Action item » What is needed here is an exact copy of all the entries below.

Data records »
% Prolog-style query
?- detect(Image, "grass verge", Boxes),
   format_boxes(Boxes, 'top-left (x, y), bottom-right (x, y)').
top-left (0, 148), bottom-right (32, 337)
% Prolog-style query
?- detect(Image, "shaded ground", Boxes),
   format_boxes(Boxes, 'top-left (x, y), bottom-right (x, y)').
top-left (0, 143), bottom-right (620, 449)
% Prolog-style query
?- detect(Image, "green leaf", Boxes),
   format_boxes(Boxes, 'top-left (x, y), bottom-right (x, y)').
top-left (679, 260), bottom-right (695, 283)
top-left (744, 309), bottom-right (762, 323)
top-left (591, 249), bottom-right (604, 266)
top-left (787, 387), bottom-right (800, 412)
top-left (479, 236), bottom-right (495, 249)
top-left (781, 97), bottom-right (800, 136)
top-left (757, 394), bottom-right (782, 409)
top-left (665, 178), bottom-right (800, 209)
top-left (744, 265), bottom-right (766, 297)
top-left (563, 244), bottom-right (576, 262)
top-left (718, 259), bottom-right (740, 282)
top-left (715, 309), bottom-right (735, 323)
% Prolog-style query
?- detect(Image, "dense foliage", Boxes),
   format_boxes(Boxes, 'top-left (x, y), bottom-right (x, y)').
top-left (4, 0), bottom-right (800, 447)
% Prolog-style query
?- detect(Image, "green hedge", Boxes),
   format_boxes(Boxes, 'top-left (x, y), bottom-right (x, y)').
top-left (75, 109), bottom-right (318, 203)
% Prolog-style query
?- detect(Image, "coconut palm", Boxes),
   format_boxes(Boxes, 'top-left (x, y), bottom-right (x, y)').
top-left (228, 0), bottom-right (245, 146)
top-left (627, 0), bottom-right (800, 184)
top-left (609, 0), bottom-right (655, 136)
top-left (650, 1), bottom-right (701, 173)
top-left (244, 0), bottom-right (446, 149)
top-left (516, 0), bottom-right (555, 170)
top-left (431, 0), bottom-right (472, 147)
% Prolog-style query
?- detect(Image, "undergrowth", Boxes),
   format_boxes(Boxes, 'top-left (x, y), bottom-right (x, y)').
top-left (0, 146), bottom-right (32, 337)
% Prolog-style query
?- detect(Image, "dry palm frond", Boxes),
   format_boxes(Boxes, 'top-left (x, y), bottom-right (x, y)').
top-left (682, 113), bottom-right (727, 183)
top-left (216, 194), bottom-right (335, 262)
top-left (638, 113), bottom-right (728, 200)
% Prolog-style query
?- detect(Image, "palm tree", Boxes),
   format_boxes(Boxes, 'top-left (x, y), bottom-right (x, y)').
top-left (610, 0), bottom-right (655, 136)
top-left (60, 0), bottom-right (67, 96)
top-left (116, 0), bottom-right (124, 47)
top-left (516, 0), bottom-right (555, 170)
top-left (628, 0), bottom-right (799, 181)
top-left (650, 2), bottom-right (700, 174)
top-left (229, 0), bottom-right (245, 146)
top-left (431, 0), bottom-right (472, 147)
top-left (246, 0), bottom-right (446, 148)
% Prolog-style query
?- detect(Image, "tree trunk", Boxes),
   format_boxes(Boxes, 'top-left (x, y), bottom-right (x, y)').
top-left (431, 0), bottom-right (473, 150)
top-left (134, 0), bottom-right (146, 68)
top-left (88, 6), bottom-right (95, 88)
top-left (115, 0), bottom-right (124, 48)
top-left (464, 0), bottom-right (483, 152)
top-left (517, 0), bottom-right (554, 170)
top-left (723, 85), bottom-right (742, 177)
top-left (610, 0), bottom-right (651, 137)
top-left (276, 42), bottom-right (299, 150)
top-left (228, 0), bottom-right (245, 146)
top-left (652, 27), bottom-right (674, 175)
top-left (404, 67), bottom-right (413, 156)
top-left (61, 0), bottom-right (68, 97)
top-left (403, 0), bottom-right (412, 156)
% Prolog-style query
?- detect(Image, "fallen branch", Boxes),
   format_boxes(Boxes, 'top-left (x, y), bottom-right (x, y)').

Answer box »
% Prolog-style query
?- detect(Image, "grass verge", Boxes),
   format_boxes(Boxes, 'top-left (x, y), bottom-right (x, y)').
top-left (0, 148), bottom-right (32, 337)
% Prolog-style query
?- detect(Image, "shaded ground", Boxes),
   format_boxes(Boxes, 'top-left (x, y), bottom-right (x, y)').
top-left (0, 143), bottom-right (620, 449)
% Prolog-style query
?- detect(Image, "green leaf", Boxes),
   format_boxes(Boxes, 'top-left (x, y), bottom-right (x, y)').
top-left (679, 260), bottom-right (695, 283)
top-left (744, 309), bottom-right (762, 323)
top-left (591, 249), bottom-right (604, 266)
top-left (787, 387), bottom-right (800, 412)
top-left (479, 236), bottom-right (495, 249)
top-left (781, 97), bottom-right (800, 136)
top-left (757, 394), bottom-right (782, 409)
top-left (665, 178), bottom-right (800, 209)
top-left (744, 265), bottom-right (766, 297)
top-left (563, 244), bottom-right (576, 262)
top-left (718, 259), bottom-right (740, 282)
top-left (715, 309), bottom-right (735, 323)
% Prolog-style query
?- detect(Image, "dense foliage", Boxes),
   format_boxes(Boxes, 'top-left (x, y), bottom-right (x, y)').
top-left (4, 0), bottom-right (800, 447)
% Prolog-style query
?- detect(Image, "green hedge", Boxes),
   format_boxes(Boxes, 'top-left (x, y), bottom-right (x, y)').
top-left (75, 109), bottom-right (318, 203)
% Prolog-style query
?- detect(Image, "coconut palm", Boxes),
   format_boxes(Boxes, 'top-left (x, y), bottom-right (x, y)').
top-left (228, 0), bottom-right (245, 146)
top-left (627, 0), bottom-right (800, 184)
top-left (609, 0), bottom-right (655, 136)
top-left (650, 1), bottom-right (701, 173)
top-left (244, 0), bottom-right (446, 149)
top-left (516, 0), bottom-right (555, 170)
top-left (431, 0), bottom-right (472, 147)
% Prolog-style query
?- detect(Image, "undergrowth", Boxes),
   format_boxes(Boxes, 'top-left (x, y), bottom-right (x, y)').
top-left (0, 146), bottom-right (32, 337)
% Prolog-style query
?- detect(Image, "dry palm frond", Boxes),
   format_boxes(Boxes, 'top-left (x, y), bottom-right (x, y)').
top-left (682, 113), bottom-right (727, 183)
top-left (216, 194), bottom-right (335, 262)
top-left (638, 113), bottom-right (728, 200)
% Prolog-style query
?- detect(Image, "palm tree", Boxes),
   format_boxes(Boxes, 'top-left (x, y), bottom-right (x, y)').
top-left (610, 0), bottom-right (655, 136)
top-left (60, 0), bottom-right (67, 96)
top-left (116, 0), bottom-right (124, 47)
top-left (516, 0), bottom-right (555, 170)
top-left (628, 0), bottom-right (799, 181)
top-left (650, 2), bottom-right (700, 174)
top-left (229, 0), bottom-right (245, 146)
top-left (431, 0), bottom-right (472, 147)
top-left (246, 0), bottom-right (446, 148)
% Prolog-style query
?- detect(Image, "tree trunk", Boxes),
   format_boxes(Boxes, 'top-left (x, y), bottom-right (x, y)').
top-left (431, 0), bottom-right (473, 150)
top-left (134, 0), bottom-right (146, 68)
top-left (88, 6), bottom-right (95, 88)
top-left (115, 0), bottom-right (124, 48)
top-left (464, 0), bottom-right (483, 152)
top-left (517, 0), bottom-right (554, 170)
top-left (723, 85), bottom-right (742, 177)
top-left (610, 0), bottom-right (651, 137)
top-left (276, 42), bottom-right (299, 150)
top-left (228, 0), bottom-right (245, 146)
top-left (652, 27), bottom-right (674, 175)
top-left (404, 67), bottom-right (413, 156)
top-left (61, 0), bottom-right (68, 97)
top-left (403, 0), bottom-right (412, 156)
% Prolog-style query
?- detect(Image, "fallen branch", Boxes),
   format_boxes(Boxes, 'top-left (x, y), bottom-right (x, y)').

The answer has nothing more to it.